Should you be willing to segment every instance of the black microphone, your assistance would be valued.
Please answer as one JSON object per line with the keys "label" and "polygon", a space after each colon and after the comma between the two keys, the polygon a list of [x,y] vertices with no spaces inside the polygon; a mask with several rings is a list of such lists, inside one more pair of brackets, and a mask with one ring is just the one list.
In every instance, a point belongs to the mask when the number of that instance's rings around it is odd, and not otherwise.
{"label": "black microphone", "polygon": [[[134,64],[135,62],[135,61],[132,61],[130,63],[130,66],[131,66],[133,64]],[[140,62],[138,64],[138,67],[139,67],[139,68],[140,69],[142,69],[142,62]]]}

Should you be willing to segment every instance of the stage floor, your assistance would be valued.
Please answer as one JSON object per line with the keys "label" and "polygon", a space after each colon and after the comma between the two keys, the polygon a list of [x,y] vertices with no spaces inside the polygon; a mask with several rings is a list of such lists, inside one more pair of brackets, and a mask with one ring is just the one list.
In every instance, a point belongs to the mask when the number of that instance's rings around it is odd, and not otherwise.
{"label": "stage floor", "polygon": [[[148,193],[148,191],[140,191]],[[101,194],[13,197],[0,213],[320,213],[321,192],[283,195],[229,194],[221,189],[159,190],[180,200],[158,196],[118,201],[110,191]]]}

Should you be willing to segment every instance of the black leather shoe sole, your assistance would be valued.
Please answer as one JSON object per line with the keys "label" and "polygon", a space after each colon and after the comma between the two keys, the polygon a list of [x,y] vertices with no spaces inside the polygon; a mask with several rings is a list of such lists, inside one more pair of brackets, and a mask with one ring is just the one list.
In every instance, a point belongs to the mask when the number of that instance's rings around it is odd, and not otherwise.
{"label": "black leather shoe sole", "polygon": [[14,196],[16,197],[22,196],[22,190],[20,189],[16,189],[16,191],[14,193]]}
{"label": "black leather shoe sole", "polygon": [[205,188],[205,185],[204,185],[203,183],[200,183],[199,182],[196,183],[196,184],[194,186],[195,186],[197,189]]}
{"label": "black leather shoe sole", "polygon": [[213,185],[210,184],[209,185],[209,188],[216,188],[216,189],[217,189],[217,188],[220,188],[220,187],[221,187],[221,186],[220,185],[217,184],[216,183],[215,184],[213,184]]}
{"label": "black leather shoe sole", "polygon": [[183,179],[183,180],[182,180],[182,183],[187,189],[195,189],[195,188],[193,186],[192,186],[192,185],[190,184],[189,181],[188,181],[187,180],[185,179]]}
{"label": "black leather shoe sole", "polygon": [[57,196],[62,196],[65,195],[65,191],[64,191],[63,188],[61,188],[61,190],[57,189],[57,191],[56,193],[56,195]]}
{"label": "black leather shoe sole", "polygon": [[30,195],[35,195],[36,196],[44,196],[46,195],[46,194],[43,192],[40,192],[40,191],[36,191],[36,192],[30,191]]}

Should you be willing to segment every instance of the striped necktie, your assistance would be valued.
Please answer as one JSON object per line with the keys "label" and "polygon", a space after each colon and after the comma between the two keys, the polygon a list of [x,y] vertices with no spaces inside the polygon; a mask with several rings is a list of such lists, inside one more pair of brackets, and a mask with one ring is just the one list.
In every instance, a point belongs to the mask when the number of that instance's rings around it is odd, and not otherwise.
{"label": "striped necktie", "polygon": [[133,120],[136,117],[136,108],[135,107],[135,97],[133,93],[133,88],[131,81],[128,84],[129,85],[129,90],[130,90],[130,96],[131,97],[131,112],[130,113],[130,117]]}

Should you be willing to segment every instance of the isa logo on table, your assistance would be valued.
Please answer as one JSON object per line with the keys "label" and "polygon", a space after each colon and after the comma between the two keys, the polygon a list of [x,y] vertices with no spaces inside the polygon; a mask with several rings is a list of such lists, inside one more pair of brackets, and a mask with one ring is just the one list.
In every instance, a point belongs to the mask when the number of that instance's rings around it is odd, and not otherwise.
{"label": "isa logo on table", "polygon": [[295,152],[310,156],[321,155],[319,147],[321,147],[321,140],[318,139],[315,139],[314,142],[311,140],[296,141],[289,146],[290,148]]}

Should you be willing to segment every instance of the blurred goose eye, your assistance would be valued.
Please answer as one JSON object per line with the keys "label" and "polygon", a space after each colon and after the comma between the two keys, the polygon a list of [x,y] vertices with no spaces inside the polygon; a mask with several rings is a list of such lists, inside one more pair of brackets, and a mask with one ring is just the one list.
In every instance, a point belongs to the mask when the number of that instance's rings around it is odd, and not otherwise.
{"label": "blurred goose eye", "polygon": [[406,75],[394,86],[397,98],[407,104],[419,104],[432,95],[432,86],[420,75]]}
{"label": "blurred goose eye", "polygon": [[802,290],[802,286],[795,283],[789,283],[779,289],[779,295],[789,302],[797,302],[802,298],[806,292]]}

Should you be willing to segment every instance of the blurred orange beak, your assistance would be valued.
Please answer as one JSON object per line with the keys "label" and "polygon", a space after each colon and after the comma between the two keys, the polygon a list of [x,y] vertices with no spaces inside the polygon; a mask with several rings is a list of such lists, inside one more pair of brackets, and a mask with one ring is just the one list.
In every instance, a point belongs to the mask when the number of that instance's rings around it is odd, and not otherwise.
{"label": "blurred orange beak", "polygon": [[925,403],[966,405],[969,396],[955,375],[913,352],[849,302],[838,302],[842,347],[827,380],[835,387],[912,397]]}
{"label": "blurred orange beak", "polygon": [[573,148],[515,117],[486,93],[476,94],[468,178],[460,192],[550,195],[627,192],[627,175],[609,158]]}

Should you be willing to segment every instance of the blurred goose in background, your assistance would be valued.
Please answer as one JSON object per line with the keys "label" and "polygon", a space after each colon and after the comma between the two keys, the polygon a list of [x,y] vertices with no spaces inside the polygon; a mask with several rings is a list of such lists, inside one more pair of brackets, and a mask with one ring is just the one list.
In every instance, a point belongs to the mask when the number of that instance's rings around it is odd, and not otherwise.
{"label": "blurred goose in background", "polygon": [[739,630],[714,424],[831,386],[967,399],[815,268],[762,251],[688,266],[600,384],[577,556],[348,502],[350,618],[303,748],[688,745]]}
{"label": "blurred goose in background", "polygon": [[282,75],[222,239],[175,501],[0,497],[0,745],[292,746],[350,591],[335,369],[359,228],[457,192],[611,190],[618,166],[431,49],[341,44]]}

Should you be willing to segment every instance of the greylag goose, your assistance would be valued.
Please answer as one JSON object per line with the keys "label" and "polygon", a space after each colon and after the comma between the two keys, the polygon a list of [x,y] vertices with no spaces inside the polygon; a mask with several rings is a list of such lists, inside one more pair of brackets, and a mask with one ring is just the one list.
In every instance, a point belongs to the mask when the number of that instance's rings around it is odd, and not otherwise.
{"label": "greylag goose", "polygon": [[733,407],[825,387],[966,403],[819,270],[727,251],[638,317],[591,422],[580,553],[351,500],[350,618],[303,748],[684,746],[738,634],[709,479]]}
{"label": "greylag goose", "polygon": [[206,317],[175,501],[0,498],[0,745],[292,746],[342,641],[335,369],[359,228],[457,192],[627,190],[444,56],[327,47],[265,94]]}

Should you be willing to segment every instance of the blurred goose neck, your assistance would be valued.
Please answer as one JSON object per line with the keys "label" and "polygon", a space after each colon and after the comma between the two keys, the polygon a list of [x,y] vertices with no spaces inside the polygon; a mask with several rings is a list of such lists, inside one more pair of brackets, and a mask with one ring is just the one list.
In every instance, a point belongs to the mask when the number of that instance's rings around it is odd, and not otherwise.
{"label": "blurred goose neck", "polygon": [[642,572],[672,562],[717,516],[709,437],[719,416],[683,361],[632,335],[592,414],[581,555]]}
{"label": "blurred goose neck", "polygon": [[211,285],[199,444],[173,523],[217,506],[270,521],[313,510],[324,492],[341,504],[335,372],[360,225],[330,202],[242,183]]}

++++++++++

▶ Problem to work on: Beginning with the line that contains "Should you be willing to segment every instance of the greylag", repeat every line through the end of the records and nothing more.

▶ Result of this exercise:
Should you be willing to segment every instance of the greylag goose, your assistance would be valued.
Please answer as one JSON object per line with the keys "label" and "polygon", a space after each colon and after the comma between the two keys, the polygon a list of [x,y] vertices with no spaces inside the polygon; a mask with several rings is a list of such lists, inside one more pair of brackets, and a mask with one ring is just the one list.
In every instance, a point belongs to the mask when the number of that instance's rings around it is odd, and not otherwise.
{"label": "greylag goose", "polygon": [[733,407],[825,387],[966,403],[819,270],[727,251],[638,317],[591,422],[580,553],[351,500],[350,618],[303,748],[684,746],[738,634],[709,479]]}
{"label": "greylag goose", "polygon": [[206,317],[175,501],[0,498],[0,745],[292,746],[342,641],[335,369],[359,228],[457,192],[627,190],[444,56],[327,47],[265,94]]}

Should you be willing to segment every instance of the blurred goose neck, your assistance would be valued.
Please answer as one JSON object per line with the keys "label" and "polygon", a space after each colon and after the comma between the two keys, the polygon a list of [x,y] vertices with no spaces inside the polygon; a mask with several rings is a list of such lists, inside one more pair of brackets, and a mask with one ring is just the one list.
In every instance, a point belongs to the mask when the number of that instance's rings around it is odd, and not otherwise.
{"label": "blurred goose neck", "polygon": [[642,572],[672,562],[717,516],[709,437],[719,416],[683,361],[632,335],[592,414],[581,555]]}
{"label": "blurred goose neck", "polygon": [[211,285],[199,444],[173,523],[217,506],[270,521],[313,510],[324,492],[341,504],[335,372],[360,225],[330,202],[242,183]]}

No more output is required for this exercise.